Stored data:
--------------------------------------------------
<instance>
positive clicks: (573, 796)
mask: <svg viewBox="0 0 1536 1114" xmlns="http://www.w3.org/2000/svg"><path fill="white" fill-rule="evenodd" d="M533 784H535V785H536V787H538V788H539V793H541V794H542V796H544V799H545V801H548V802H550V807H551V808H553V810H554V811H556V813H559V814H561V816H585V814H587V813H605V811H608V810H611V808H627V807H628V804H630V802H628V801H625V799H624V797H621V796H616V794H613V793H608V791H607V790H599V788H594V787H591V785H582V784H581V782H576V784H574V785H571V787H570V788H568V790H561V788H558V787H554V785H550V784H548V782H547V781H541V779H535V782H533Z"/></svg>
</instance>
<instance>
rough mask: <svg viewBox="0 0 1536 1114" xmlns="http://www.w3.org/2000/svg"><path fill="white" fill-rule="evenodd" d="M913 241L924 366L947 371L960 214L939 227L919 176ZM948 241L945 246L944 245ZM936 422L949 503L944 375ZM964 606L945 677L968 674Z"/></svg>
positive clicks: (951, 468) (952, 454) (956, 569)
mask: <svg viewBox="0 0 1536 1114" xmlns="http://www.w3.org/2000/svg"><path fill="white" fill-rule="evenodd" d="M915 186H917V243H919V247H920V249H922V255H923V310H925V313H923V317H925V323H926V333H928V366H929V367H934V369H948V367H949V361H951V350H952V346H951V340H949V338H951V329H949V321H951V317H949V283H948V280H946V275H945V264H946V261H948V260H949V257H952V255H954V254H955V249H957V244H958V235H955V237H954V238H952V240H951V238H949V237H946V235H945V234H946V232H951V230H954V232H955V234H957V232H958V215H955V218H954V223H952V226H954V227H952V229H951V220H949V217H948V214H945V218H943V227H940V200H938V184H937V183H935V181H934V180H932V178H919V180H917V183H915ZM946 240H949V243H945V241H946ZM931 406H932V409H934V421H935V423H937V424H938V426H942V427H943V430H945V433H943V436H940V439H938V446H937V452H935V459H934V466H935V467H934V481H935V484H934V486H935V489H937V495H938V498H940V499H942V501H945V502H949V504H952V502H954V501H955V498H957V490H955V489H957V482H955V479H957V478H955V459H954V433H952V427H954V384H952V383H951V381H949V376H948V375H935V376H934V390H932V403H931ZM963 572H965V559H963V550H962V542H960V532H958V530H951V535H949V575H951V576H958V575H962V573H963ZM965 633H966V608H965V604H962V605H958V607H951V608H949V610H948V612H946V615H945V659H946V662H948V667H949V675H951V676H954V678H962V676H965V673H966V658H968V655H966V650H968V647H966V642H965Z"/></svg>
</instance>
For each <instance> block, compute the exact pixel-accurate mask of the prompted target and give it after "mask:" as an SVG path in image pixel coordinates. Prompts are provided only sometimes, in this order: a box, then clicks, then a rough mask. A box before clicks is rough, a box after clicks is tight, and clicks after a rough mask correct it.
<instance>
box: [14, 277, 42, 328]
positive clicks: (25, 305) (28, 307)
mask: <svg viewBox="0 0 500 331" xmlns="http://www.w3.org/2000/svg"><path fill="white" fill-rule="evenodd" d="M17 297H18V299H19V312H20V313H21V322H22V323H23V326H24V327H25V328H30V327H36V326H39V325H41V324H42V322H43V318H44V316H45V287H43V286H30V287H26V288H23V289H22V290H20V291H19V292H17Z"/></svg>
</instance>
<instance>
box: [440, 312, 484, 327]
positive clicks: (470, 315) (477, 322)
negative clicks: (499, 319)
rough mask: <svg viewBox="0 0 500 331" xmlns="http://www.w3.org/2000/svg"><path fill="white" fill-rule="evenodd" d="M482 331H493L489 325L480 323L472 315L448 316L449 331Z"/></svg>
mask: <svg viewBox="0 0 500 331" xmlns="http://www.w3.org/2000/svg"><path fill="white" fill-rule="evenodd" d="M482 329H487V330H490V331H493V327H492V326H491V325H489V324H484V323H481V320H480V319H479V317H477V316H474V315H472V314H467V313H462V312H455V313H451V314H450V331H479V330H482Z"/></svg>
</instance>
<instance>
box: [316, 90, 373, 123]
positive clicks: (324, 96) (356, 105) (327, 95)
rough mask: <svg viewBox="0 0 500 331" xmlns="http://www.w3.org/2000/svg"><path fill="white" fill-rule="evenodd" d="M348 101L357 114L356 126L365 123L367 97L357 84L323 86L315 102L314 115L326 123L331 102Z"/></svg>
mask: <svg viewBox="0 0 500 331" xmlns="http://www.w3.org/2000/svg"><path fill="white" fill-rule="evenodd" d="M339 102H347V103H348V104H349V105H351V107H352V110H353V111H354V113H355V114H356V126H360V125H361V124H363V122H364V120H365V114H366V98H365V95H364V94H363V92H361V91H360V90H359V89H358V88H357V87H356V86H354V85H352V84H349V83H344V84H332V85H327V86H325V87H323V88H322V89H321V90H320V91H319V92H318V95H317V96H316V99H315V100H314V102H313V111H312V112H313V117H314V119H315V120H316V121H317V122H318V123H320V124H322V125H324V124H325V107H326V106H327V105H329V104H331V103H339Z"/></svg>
--------------------------------------------------
» **PROBLEM STATEMENT**
Copy each line of the records verbatim.

» **TASK ANSWER**
<instance>
positive clicks: (573, 796)
mask: <svg viewBox="0 0 1536 1114" xmlns="http://www.w3.org/2000/svg"><path fill="white" fill-rule="evenodd" d="M533 784H535V785H536V787H538V788H539V793H541V794H542V796H544V799H545V801H548V802H550V807H551V808H553V810H554V811H556V813H559V814H561V816H585V814H587V813H605V811H608V810H611V808H627V807H628V804H630V802H628V801H625V799H624V797H621V796H616V794H613V793H608V791H607V790H599V788H594V787H591V785H582V784H581V782H576V784H574V785H571V787H570V788H568V790H561V788H558V787H554V785H550V784H548V782H547V781H541V779H535V782H533Z"/></svg>
</instance>
<instance>
rough mask: <svg viewBox="0 0 1536 1114" xmlns="http://www.w3.org/2000/svg"><path fill="white" fill-rule="evenodd" d="M913 241L924 366L947 371L960 214L939 227L919 176ZM948 241L945 246L944 245ZM936 422L949 503L944 375ZM964 606L945 677L968 674Z"/></svg>
positive clicks: (951, 468) (952, 454) (956, 569)
mask: <svg viewBox="0 0 1536 1114" xmlns="http://www.w3.org/2000/svg"><path fill="white" fill-rule="evenodd" d="M915 186H917V243H919V247H920V249H922V255H923V310H925V313H923V317H925V323H926V333H928V366H929V367H934V369H948V367H949V361H951V350H952V346H951V340H949V338H951V329H949V321H951V317H949V283H948V280H946V275H945V264H946V261H948V260H949V257H952V255H954V254H955V249H957V244H958V235H955V237H954V238H952V240H951V238H949V237H946V235H945V234H946V232H951V230H954V232H955V234H957V232H958V215H955V218H954V223H952V226H954V227H952V229H951V220H949V217H948V214H945V218H943V227H940V200H938V184H937V183H935V181H934V180H932V178H919V180H917V183H915ZM946 240H949V243H945V241H946ZM931 406H932V409H934V421H935V423H937V424H938V426H942V427H943V430H945V433H943V436H940V439H938V446H937V452H935V459H934V466H935V467H934V481H935V484H934V486H935V489H937V495H938V498H940V499H942V501H945V502H949V504H952V502H954V501H955V498H957V490H955V489H957V482H955V479H957V478H955V459H954V433H952V427H954V384H952V383H951V381H949V376H948V375H935V376H934V390H932V403H931ZM963 572H965V559H963V550H962V542H960V532H958V530H951V535H949V575H951V576H958V575H962V573H963ZM965 633H966V608H965V604H962V605H958V607H951V608H949V610H948V612H946V615H945V659H946V662H948V667H949V675H951V676H954V678H962V676H965V673H966V658H968V655H966V650H968V647H966V642H965Z"/></svg>
</instance>
For each <instance> block, compute the exact pixel-accurate mask of the prompted target and give it after "mask:" as an SVG path in image pixel coordinates. Prompts are provided only sometimes, in this order: a box, then clicks, then a rough mask. A box before clicks is rough, a box after clicks is tight, and clicks after a rough mask correct it.
<instance>
box: [14, 277, 42, 328]
positive clicks: (25, 305) (28, 307)
mask: <svg viewBox="0 0 500 331" xmlns="http://www.w3.org/2000/svg"><path fill="white" fill-rule="evenodd" d="M17 297H18V299H19V312H20V313H21V322H22V323H23V326H24V327H25V328H30V327H36V326H39V325H41V324H42V322H43V318H44V316H45V287H43V286H30V287H26V288H23V289H22V290H20V291H19V292H17Z"/></svg>
</instance>
<instance>
box: [440, 312, 484, 327]
positive clicks: (470, 315) (477, 322)
negative clicks: (499, 319)
rough mask: <svg viewBox="0 0 500 331" xmlns="http://www.w3.org/2000/svg"><path fill="white" fill-rule="evenodd" d="M482 331H493L489 325L480 323L472 315L448 316L449 331Z"/></svg>
mask: <svg viewBox="0 0 500 331" xmlns="http://www.w3.org/2000/svg"><path fill="white" fill-rule="evenodd" d="M482 329H487V330H490V331H493V327H492V326H491V325H489V324H484V323H481V320H480V319H479V317H477V316H474V315H472V314H467V313H462V312H455V313H451V314H450V331H479V330H482Z"/></svg>
</instance>
<instance>
box: [316, 90, 373, 123]
positive clicks: (324, 96) (356, 105) (327, 95)
rough mask: <svg viewBox="0 0 500 331" xmlns="http://www.w3.org/2000/svg"><path fill="white" fill-rule="evenodd" d="M348 101L357 114L356 126L365 123L367 97L357 84L323 86L315 102L314 115L326 123L331 102Z"/></svg>
mask: <svg viewBox="0 0 500 331" xmlns="http://www.w3.org/2000/svg"><path fill="white" fill-rule="evenodd" d="M339 102H347V103H348V104H349V105H351V107H352V110H353V111H354V113H355V114H356V126H360V125H361V124H363V122H364V120H365V114H366V98H365V95H364V94H363V92H361V91H360V90H359V89H358V88H357V87H356V86H354V85H352V84H349V83H344V84H332V85H327V86H325V87H323V88H322V89H321V90H320V91H319V92H318V95H317V96H316V99H315V100H314V102H313V111H312V112H313V117H314V119H315V120H316V121H317V122H318V123H320V124H322V125H324V124H325V107H326V106H327V105H329V104H331V103H339Z"/></svg>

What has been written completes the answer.